* **TASK ITEM A**
In the piece on the UK clean energy auction, rewrite the paragraph beginning "The auction secured a record-breaking" as a short bulleted list that keeps its main facts.
* **TASK ITEM B**
For each statement below, say whether the piece on the UK clean energy auction agrees with it. Answer yes or no, and quote the words of the piece that decide it.
(i) Allocation Round 7 secured 8.4 gigawatts of offshore wind projects.
(ii) The Clean Power 2030 target calls for 100 per cent low-carbon electricity.
(iii) The piece treats the success of these projects as assured.
* **TASK ITEM C**
Resume the piece on the UK clean energy auction, starting right after its last sentence.

* **TEXT EXCERPT**
..............................

While the UK’s recent clean energy auction secured a record amount of offshore wind projects, there’s more to be done to sustain this investment momentum, says Samuel Pachoud

The results of the recent clean energy auction – Contracts for Difference Allocation Round 7, or AR7 – were heralded by the government as a “monumental step” towards ending the UK’s reliance on volatile fossil fuels. And understandably so.

The auction secured a record-breaking 8.4 gigawatts of offshore wind projects, marking the biggest single procurement of the renewable energy source in UK and European history. To put this into wider context, recent EY analysis showed that around six gigawatts would have been enough to keep the UK on track for its Clean Power 2030 target of 95 per cent low-carbon electricity by the end of the decade.

But, while this is clearly a step in the right direction, success isn’t guaranteed.

Momentum must be maintained in both progressing these projects and attracting new ones. The high cost of capital, exacerbated bygeopolitical uncertainty, rising supply chain costs and elevated gilt prices, is impacting what prospective investors are willing to pay – particularly in projects involving capital-intensive technologies like offshore wind. It’s important that the public and private sectors work together to ensure that UK energy infrastructure continues to offer viable, timely returns on investment for global developers.

Accelerate delivery

Planning process delays have long been a bugbear of investors and energy asset operators alike. A combination of under-resourced local planning authorities, complex, often outdated regulatory frameworks and variable volumes of speculative grid connection applications has contributed to this sluggishness.

..............................

* **PROVIDED MATERIAL**
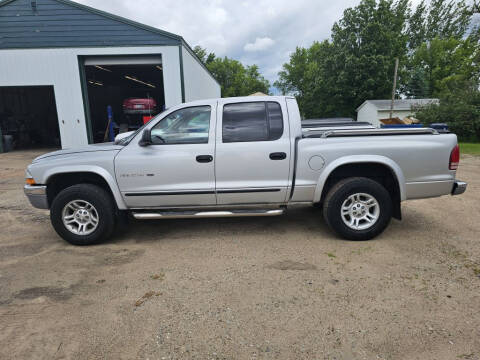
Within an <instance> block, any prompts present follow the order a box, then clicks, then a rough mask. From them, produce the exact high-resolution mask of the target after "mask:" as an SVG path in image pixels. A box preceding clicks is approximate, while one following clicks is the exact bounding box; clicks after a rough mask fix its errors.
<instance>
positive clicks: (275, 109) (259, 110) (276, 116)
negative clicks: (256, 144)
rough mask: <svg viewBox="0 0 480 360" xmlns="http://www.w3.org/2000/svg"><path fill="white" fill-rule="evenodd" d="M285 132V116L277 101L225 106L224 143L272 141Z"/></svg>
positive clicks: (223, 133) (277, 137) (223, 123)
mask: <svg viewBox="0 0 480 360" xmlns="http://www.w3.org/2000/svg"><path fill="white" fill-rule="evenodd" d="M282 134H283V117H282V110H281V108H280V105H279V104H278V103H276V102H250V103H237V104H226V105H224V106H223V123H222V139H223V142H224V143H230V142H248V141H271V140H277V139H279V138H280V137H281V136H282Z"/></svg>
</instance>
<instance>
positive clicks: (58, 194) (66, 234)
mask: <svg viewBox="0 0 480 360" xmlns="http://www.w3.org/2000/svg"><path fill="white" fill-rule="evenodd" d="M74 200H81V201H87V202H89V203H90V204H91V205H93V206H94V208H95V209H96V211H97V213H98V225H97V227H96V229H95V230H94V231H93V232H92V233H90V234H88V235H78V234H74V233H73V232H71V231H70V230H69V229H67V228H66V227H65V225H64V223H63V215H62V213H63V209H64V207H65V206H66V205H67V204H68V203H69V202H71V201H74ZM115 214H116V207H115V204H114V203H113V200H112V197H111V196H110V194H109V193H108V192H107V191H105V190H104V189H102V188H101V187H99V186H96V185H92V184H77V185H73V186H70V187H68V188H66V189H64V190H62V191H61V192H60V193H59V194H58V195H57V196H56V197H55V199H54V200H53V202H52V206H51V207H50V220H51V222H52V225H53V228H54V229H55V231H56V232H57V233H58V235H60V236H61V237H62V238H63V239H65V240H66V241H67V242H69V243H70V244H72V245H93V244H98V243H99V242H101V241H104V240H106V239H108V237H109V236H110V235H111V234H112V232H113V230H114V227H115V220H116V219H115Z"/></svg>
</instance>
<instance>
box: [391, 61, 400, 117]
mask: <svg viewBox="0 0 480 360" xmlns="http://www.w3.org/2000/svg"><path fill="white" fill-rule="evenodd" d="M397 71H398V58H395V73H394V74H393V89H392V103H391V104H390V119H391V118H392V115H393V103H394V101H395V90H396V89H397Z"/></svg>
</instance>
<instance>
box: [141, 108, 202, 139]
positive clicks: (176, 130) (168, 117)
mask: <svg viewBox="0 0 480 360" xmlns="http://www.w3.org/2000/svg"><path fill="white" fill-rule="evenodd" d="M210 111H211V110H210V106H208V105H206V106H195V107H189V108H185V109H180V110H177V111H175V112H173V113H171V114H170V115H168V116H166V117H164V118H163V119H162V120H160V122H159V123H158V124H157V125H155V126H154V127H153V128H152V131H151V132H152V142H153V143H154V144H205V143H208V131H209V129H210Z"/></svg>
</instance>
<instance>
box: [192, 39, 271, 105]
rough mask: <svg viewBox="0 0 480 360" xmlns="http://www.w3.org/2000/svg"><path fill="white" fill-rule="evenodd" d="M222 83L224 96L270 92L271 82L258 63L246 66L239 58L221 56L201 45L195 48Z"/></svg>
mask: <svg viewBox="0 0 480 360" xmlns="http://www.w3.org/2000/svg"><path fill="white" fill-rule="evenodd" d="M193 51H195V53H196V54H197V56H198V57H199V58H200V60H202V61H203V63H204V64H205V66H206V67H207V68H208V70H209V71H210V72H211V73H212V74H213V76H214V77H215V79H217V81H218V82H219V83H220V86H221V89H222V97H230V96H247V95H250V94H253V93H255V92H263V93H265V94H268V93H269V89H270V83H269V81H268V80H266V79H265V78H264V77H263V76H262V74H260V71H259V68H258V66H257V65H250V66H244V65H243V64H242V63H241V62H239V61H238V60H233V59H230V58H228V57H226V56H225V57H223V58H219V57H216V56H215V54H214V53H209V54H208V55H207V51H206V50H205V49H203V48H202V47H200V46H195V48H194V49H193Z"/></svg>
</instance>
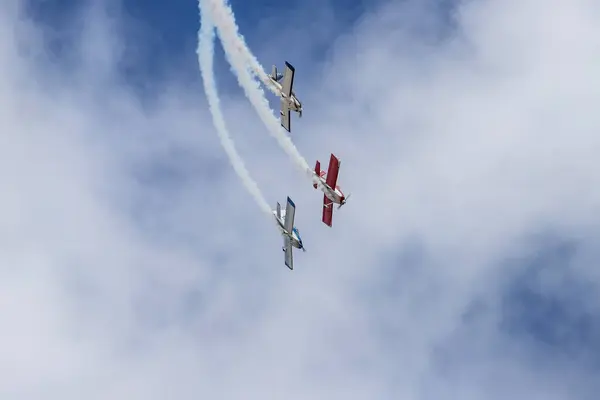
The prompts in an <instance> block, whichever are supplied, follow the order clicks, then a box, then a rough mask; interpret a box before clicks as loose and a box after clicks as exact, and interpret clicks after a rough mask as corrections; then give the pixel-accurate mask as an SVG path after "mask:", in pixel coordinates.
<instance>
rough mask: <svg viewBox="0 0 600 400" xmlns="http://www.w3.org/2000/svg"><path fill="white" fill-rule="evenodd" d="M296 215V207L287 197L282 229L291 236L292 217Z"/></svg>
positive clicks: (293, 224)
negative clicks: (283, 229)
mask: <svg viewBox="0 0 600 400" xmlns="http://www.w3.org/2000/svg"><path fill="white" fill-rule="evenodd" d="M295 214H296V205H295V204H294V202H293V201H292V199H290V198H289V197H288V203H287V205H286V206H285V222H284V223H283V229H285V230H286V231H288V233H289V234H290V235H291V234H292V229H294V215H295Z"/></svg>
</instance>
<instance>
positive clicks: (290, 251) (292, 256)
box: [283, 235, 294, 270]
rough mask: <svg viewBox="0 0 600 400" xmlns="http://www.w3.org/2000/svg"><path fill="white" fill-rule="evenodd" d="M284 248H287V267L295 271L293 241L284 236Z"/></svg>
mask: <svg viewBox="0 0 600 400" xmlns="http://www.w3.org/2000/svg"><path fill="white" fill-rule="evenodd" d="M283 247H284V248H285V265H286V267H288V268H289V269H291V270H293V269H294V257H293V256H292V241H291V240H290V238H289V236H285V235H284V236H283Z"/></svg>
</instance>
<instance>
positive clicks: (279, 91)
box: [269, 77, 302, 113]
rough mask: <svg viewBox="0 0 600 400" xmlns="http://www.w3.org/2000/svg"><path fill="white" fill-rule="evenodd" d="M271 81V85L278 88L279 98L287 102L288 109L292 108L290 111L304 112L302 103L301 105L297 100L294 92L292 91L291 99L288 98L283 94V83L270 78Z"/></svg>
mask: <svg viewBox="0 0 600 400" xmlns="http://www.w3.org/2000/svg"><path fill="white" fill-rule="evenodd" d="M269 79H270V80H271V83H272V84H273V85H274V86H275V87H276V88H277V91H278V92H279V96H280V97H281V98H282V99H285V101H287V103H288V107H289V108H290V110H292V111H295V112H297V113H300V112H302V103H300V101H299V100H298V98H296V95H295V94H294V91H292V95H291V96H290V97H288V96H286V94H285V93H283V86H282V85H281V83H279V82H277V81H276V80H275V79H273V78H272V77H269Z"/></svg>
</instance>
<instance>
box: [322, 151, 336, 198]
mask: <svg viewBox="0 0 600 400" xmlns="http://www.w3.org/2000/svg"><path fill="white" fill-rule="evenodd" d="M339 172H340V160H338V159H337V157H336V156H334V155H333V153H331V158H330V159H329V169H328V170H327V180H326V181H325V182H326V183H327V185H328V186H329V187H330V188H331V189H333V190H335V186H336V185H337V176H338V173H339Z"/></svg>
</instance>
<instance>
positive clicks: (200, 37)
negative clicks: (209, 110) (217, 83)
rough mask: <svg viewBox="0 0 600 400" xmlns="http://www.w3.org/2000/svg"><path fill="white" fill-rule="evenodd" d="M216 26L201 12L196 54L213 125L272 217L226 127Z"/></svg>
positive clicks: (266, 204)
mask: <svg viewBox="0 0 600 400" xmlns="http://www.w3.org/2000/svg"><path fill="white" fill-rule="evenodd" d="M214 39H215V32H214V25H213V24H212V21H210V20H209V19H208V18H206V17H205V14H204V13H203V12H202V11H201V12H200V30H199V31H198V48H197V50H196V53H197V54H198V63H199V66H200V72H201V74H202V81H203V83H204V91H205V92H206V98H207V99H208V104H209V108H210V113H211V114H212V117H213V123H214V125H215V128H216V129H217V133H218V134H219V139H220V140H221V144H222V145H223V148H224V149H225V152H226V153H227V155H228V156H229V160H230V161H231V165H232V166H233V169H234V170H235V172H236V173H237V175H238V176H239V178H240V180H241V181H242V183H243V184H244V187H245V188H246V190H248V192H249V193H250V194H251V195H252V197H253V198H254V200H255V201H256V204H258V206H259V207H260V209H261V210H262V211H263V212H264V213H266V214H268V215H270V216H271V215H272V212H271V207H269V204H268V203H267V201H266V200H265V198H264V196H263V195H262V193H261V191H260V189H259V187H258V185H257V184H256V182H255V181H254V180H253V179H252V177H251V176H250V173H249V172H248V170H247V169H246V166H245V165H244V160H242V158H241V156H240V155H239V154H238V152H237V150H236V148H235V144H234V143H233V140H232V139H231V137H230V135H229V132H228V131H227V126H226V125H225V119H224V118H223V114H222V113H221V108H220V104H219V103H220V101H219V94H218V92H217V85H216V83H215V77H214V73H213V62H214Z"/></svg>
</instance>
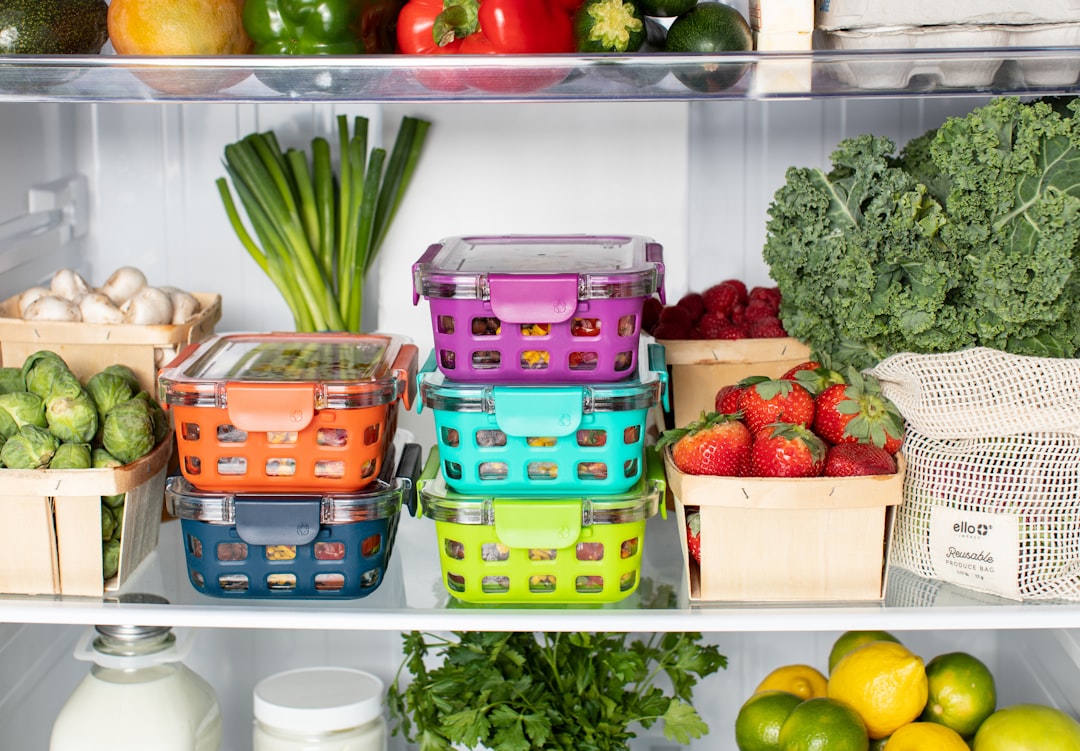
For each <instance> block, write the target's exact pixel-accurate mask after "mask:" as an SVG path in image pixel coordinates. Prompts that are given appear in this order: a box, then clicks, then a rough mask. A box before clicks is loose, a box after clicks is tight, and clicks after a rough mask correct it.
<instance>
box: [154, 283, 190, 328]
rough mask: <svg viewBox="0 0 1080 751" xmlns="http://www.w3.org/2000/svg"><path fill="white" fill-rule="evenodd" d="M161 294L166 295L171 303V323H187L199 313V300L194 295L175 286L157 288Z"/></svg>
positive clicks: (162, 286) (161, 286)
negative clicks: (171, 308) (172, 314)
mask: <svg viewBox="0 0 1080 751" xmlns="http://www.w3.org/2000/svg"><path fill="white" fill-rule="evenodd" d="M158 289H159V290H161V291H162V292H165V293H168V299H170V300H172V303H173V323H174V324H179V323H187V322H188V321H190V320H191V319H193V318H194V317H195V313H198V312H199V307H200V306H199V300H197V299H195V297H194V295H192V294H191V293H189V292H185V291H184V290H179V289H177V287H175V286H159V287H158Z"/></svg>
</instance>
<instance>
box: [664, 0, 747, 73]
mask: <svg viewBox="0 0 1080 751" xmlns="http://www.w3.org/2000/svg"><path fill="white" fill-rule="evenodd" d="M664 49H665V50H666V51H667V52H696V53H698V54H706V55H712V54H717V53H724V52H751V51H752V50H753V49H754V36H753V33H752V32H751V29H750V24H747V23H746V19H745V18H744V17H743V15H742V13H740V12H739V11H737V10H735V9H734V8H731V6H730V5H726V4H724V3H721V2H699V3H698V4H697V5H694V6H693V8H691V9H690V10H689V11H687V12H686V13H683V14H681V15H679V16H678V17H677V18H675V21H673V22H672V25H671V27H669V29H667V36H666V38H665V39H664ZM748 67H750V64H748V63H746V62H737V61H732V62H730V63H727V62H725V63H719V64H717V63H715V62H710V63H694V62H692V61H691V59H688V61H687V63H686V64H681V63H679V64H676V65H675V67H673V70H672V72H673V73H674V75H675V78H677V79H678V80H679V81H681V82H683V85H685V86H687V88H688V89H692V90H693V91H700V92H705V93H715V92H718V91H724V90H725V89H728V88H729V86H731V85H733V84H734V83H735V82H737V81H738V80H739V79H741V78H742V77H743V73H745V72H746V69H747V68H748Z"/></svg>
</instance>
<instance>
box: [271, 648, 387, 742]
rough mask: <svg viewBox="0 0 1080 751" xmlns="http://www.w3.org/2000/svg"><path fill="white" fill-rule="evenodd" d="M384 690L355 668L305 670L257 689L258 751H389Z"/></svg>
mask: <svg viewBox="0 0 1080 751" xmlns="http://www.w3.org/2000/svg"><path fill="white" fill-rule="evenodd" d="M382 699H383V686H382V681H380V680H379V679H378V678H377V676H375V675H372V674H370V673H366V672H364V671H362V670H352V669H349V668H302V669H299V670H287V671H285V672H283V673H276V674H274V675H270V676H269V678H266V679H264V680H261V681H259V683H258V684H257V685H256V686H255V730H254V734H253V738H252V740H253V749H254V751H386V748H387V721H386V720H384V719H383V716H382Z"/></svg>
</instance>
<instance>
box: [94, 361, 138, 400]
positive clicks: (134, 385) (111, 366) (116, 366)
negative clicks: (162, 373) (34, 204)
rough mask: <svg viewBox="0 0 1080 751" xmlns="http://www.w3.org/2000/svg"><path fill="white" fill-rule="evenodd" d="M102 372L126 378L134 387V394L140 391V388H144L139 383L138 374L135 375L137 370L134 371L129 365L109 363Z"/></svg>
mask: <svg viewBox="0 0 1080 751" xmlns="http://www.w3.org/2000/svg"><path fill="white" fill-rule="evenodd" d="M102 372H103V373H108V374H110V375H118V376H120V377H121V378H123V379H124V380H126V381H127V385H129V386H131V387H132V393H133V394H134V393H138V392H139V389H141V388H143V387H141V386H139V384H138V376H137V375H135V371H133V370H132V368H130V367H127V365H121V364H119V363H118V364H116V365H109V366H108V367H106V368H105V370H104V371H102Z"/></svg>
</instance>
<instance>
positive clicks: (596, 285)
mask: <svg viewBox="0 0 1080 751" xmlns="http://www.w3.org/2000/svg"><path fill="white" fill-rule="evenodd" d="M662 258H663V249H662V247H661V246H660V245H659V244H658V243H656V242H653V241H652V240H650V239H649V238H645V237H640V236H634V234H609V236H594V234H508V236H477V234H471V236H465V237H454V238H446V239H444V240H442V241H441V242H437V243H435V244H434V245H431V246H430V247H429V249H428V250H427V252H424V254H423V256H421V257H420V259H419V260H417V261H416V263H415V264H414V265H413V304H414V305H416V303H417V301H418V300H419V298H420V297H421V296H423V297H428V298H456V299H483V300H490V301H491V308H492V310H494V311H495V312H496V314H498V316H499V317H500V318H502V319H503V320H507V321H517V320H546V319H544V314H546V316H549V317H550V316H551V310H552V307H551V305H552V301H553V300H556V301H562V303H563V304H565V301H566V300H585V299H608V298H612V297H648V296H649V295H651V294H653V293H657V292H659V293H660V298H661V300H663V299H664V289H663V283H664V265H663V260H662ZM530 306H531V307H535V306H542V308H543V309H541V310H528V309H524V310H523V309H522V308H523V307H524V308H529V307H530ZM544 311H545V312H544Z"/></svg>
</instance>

..............................

* **ANSWER A**
- The auction secured a record 8.4 gigawatts of offshore wind projects.
- This was the biggest single procurement of offshore wind in UK and European history.
- Recent EY analysis showed that about six gigawatts would have kept the UK on track for its Clean Power 2030 target.
- That target is 95 per cent low-carbon electricity by the end of the decade.

* **ANSWER B**
(i) Yes: "The auction secured a record-breaking 8.4 gigawatts of offshore wind projects"
(ii) No: "its Clean Power 2030 target of 95 per cent low-carbon electricity by the end of the decade"
(iii) No: "success isn’t guaranteed."

* **ANSWER C**
The government has made progress in accelerating energy projects through the planning and connectivity phase. But more could still be done, including reforming consultation to reduce duplicative necessary steps, introducing fast-track routes based on strategic energy plans, and improving grid connection coordination by aligning planning and scheduled grid upgrades. Improving the speed of project delivery would benefit the UK’s power mix and reinforce the UK’s attractiveness to potential investors by demonstrating a swift return on capital.

Embrace proven alternative financing models

EY recently analysed the UK’s pipeline of national infrastructure and capital projects scheduled to commence or complete by 2040 and concluded that government funding could realistically only cover half the bill. Based on the analysis, the UK needs up to £817bn in additional capital to meet its confirmed infrastructure targets – including those related to energy – over the next 15 years.

The contracts for difference auctions, which have seen the record-breaking offshore wind allocation round swiftly followed by a new wave of onshore wind and solar energy projects, already provide a framework for private sector capital to contribute to UK infrastructure priorities. But it’s clear that further routes should be opened to turn the UK’s steady stream of energy investment into a strong pipeline.

The government could look to some of the alternative financing and investment models that have worked successfully on individual projects worldwide for inspiration, from value capture models in Japan to charging models in Austria.

Emphasise policy stability

Cementing domestic stability, particularly as the turbulent global economy and geopolitical landscape continue to evolve, will also be crucial to securing the future of renewables investment.

While the government has made strides through the formation of the Modern Industrial Strategy and initiatives such as the Corporate Tax Roadmap, there’s an opportunity to build on this further within the energy sector specifically. This could be achieved by ensuring there is cross-party alignment, providing greater transparency and consistency with energy and technology contracts for difference allocation rounds, and providing regular visibility of progress against the Government’s objectives.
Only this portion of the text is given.